━━━━━ DOCUMENT SOURCE

Éduquer le citoyen ou le patient pour accroître son savoir et son savoir-faire est un préréquisit pour combattre certains symptômes d’une part, et pour prévenir les maladies et leurs complications d’autre part. Dans la recherche d’une meilleure observance des prescriptions, dans la cessation d’une addiction, dans la mise en place de l’éducation thérapeutique, outre le rôle des professionnels, le patient lui-même a une grande part de responsabilité et d’action [6], sans oublier le rôle de soutien de son entourage.

L’automédication ouvre la voie à la publicité grand public par les industriels, puisque les produits ne sont pas remboursés. Mais l’éducation passe par la relation entre le citoyen-patient et le professionnel de santé. L’éducation thérapeutique n’a pas à être perturbée de près ou de loin, de façon directe ou indirecte, par des initiatives industrielles. Où s’arrête la publicité, où commence l’éducation ? Où commence l’interférence avec le médecin, le pharmacien et l’infirmier ?

Le changement de comportement, que tous attendent dans la prévention, va de pair certes avec l’éducation mais aussi avec la responsabilisation, deux valeurs qui sont promues par l’automédication. Déléguer le savoir et le savoir-faire comporte des dangers, car la formation et l’expérience des professionnels est irremplaçable. La place du curseur entre la responsabilité des professionnels, reconnue par leur savoir, et la responsabilité du citoyen ou du malade dans sa pratique en tant qu’acteur de sa santé, non évaluée, n’est pas actuellement bien définie.

Le changement de culture est au centre de cette réflexion. Le changement de situation entre un médecin ordonnant à un patient qui ne pouvait pas prendre d’initiatives et la place du citoyen acteur de sa santé ou du malade qui se prend en charge, provoque un débat sur ce qui est de son champ de compétence, de sa responsabilité, et de l’évaluation de son éducation.

Cette évolution culturelle n’ira que grandissant, comme en témoigne la réflexion que la Haute Autorité a récemment mené sur les transferts et délégations de compétences et de tâches. En effet, il s’agit d’une chaîne de délégations et de transferts entre le médecin et les paramédicaux, mais aussi entre médecins, paramédicaux et le patient avec son entourage, chaîne qui est facilitée par la technologie, la télémédecine, et les nouveaux appareillages.

Le citoyen acteur de sa santé, éduqué et responsable, va dans le sens de l’histoire où lui seul peut changer de comportement et lui seul peut suivre une prévention ou un traitement au quotidien. Il se prend en charge mais doit connaître ses limites et faire appel aux professionnels de santé à bon escient.

 

BIBLIOGRAPHIE [1] Pour une définition de l’automédication, voir CNOM,

L’automédication , février 2001 ; rappelons que l’automédication ne se limite pas à la prise de médicaments mais englobe le suivi des paramètres biologiques et les traitements non médicamenteux, qui sont, rappelons-le, les prescriptions médicales les plus fréquentes dans des pays voisins comme la Hollande ou le Danemark.

[2] voir les pistes ouvertes dans CNOM, op.cit.

[3] COULOMB A., BAUMELOU A. —

Situation de l’automédication en France et perspectives d’évolu- tion. Marché, comportements, positions des acteurs , 2007, rapport.

━━━━━━━━━━
━━━━━ DONNÉES AFFICHÉES

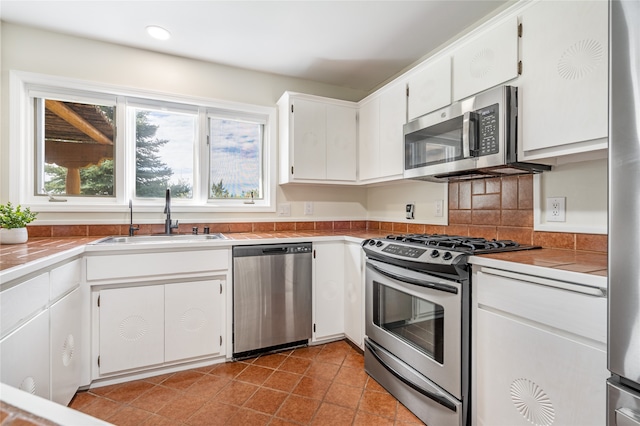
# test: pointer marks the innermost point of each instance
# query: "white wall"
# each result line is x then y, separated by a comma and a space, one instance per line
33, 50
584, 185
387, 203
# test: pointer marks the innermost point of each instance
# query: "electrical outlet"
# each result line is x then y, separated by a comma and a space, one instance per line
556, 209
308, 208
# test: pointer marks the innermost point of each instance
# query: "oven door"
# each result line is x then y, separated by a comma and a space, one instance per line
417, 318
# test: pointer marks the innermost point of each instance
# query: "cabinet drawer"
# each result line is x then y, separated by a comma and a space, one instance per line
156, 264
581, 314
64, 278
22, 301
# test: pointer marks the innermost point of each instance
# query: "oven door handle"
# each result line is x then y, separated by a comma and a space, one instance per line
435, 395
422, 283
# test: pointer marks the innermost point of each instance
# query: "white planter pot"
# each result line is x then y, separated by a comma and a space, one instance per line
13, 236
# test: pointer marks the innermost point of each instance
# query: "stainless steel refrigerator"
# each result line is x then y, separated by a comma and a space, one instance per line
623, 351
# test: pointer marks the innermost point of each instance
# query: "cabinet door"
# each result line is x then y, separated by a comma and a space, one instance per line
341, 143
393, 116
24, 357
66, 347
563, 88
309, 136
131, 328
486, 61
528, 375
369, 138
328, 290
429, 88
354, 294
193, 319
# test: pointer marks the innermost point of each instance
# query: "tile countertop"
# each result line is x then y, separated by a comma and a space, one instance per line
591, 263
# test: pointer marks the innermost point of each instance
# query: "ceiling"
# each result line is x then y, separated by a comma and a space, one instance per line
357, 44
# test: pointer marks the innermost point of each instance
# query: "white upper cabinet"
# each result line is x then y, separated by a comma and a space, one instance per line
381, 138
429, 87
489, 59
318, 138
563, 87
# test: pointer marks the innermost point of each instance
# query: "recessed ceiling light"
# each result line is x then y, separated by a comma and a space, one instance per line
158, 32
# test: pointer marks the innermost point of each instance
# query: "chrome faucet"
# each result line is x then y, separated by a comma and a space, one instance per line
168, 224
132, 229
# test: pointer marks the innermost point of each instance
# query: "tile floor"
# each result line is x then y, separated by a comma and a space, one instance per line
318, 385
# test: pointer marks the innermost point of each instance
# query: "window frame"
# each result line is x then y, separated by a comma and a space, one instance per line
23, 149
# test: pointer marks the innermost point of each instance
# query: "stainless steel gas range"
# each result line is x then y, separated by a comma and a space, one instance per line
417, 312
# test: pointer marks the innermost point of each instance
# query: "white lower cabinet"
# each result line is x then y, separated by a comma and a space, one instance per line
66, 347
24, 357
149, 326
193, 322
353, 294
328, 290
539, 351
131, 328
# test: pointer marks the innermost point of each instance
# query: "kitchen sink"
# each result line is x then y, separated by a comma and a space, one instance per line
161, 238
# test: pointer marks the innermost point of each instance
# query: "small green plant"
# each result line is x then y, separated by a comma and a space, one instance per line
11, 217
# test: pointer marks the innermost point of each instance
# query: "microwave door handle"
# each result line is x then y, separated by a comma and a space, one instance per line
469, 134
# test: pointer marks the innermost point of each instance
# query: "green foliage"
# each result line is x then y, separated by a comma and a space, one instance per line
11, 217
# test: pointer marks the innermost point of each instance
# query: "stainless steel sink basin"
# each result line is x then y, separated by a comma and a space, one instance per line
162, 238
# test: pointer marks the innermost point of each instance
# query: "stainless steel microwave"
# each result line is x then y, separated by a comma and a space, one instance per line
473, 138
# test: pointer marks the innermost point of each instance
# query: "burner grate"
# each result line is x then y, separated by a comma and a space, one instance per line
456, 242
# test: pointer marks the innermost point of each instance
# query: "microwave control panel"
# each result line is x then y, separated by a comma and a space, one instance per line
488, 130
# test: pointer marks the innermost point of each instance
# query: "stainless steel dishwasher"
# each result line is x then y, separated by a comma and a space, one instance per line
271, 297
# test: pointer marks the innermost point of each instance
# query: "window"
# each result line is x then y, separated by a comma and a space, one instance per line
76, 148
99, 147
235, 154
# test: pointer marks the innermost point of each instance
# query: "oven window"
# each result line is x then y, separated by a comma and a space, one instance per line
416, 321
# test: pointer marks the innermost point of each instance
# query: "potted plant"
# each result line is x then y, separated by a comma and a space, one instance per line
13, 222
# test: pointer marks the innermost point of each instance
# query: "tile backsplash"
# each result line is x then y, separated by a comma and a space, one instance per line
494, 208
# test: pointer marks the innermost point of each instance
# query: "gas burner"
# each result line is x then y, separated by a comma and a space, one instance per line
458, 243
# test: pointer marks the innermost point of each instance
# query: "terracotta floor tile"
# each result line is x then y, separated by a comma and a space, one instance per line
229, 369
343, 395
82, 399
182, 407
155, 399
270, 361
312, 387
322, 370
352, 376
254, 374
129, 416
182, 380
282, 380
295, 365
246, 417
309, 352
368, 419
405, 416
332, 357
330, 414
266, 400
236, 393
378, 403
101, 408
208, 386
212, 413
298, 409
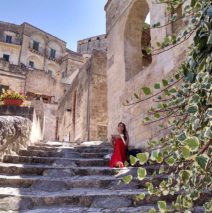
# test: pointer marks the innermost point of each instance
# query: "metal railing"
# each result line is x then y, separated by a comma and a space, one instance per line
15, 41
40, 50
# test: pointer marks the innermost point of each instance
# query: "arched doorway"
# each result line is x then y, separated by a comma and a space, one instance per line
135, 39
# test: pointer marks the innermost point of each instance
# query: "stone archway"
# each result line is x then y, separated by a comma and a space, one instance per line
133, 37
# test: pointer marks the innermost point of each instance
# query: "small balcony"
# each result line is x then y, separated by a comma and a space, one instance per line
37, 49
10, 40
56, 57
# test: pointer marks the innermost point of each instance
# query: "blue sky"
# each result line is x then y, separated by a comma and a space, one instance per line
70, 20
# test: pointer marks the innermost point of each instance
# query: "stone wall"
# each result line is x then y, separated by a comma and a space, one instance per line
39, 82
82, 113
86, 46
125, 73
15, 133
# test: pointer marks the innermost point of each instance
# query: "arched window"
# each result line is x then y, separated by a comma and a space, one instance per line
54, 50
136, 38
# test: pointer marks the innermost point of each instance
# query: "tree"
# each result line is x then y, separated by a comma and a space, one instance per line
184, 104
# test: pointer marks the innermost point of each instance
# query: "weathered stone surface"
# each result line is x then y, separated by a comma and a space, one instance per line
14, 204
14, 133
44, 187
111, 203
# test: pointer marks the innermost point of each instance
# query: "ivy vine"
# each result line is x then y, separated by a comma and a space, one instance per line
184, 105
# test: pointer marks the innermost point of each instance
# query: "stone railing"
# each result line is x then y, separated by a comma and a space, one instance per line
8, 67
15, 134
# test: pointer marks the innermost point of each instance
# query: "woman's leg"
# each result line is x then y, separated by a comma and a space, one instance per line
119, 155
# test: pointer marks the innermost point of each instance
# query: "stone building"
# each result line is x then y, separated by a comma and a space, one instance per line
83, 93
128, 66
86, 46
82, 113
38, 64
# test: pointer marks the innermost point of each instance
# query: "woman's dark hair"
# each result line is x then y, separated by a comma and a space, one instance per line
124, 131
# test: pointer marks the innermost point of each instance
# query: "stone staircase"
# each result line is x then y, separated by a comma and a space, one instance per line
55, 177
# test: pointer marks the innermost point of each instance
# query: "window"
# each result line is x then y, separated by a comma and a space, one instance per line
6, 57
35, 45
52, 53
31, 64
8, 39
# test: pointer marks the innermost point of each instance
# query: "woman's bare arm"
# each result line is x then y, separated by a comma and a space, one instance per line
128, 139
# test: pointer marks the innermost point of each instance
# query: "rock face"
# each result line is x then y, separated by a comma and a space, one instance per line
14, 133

━━━━━━━━━━

Recopiez mot pour mot le passage du texte sur l'automédication qui va de « L’automédication ouvre la » à « et l’infirmier ? ».

• RÉPONSE:
L’automédication ouvre la voie à la publicité grand public par les industriels, puisque les produits ne sont pas remboursés. Mais l’éducation passe par la relation entre le citoyen-patient et le professionnel de santé. L’éducation thérapeutique n’a pas à être perturbée de près ou de loin, de façon directe ou indirecte, par des initiatives industrielles. Où s’arrête la publicité, où commence l’éducation ? Où commence l’interférence avec le médecin, le pharmacien et l’infirmier ?